Segment Open

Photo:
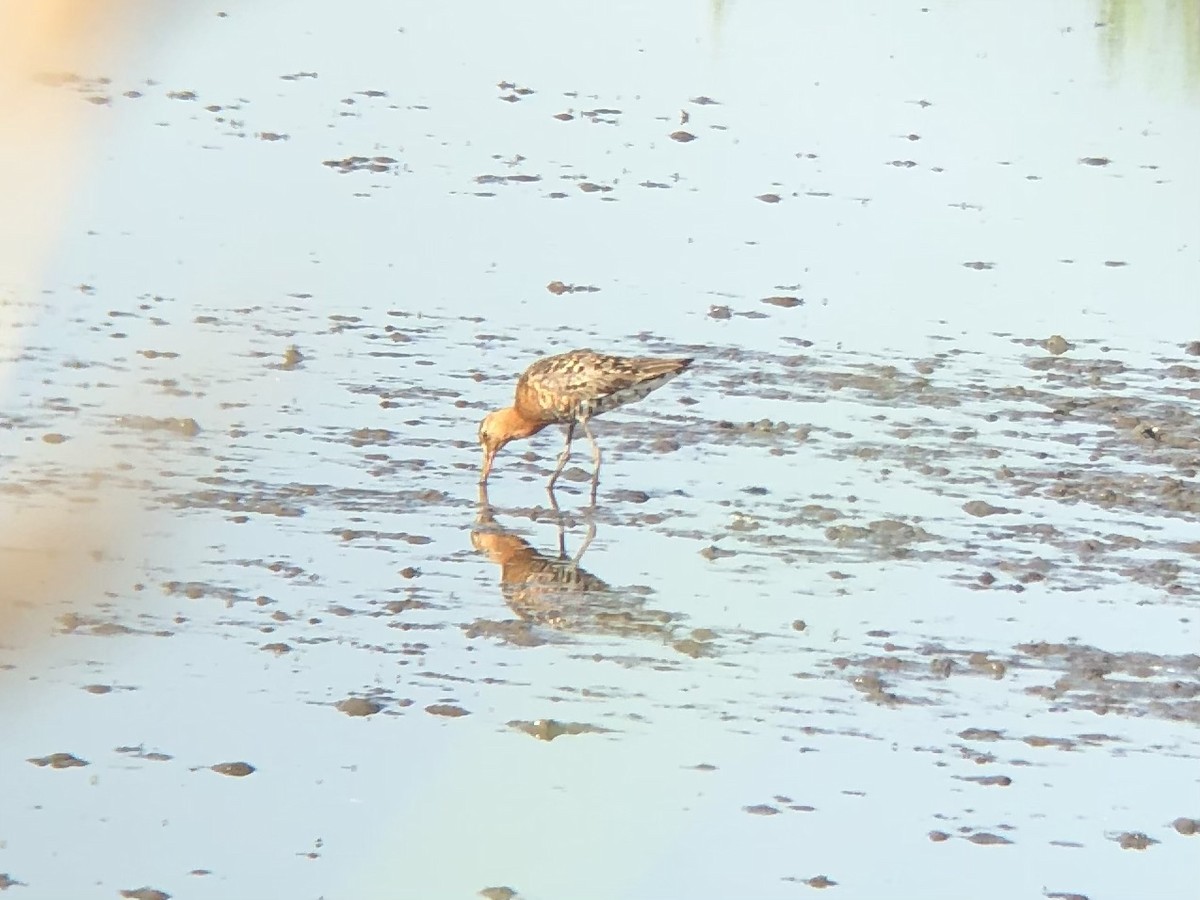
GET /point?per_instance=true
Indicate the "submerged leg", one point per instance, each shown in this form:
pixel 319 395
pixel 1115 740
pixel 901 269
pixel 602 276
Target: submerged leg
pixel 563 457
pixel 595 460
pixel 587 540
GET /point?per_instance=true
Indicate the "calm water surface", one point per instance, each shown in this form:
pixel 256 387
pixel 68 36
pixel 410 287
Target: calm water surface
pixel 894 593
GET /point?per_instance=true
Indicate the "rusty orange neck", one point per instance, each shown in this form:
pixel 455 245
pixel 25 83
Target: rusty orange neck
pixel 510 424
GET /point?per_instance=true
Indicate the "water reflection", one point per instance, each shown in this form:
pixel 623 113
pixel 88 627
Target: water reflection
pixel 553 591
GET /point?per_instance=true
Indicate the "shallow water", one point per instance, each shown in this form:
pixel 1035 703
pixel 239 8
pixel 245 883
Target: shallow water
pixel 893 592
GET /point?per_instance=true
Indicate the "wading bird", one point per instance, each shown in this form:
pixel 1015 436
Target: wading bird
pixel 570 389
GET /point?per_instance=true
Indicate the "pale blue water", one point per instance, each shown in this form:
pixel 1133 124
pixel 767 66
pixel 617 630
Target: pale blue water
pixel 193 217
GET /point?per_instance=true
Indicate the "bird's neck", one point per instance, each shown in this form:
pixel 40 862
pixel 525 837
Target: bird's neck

Segment Closed

A verbatim copy of the listing is required, with all pictures left out.

Photo:
GET /point?per_instance=true
Indicate the "submerged leg", one point per instance, each shown in this form:
pixel 319 395
pixel 1115 740
pixel 901 269
pixel 602 276
Target: submerged leg
pixel 563 457
pixel 595 460
pixel 587 540
GET /point?per_instance=true
Indicate the "calm water surface", one point per instance, each shown in this form:
pixel 256 387
pixel 68 36
pixel 410 287
Target: calm water surface
pixel 894 593
GET /point?per_instance=true
Indicate the "rusty orange neck", one point per instance, each shown in this form:
pixel 455 245
pixel 25 83
Target: rusty orange neck
pixel 510 424
GET /point?per_instance=true
Indicate the "water reflection", one point per instance, each shown in this form:
pixel 623 113
pixel 88 627
Target: water reflection
pixel 553 591
GET /point?per_instance=true
Indicate the "shallow water", one point per instance, each shown in this form:
pixel 1035 703
pixel 239 8
pixel 245 883
Target: shallow water
pixel 893 592
GET /point?per_instance=true
Indicate the "wading bird", one point per instance, each shown in this form:
pixel 1015 436
Target: wading bird
pixel 570 389
GET /point?per_instance=true
Indicate the "pale blue water", one point per instance, each shown in this form:
pixel 1133 124
pixel 767 66
pixel 617 630
Target: pale blue water
pixel 193 217
GET /point?per_instance=true
Indicate the "bird's neck", one point per instance, each shown in this form:
pixel 40 862
pixel 525 837
Target: bird's neck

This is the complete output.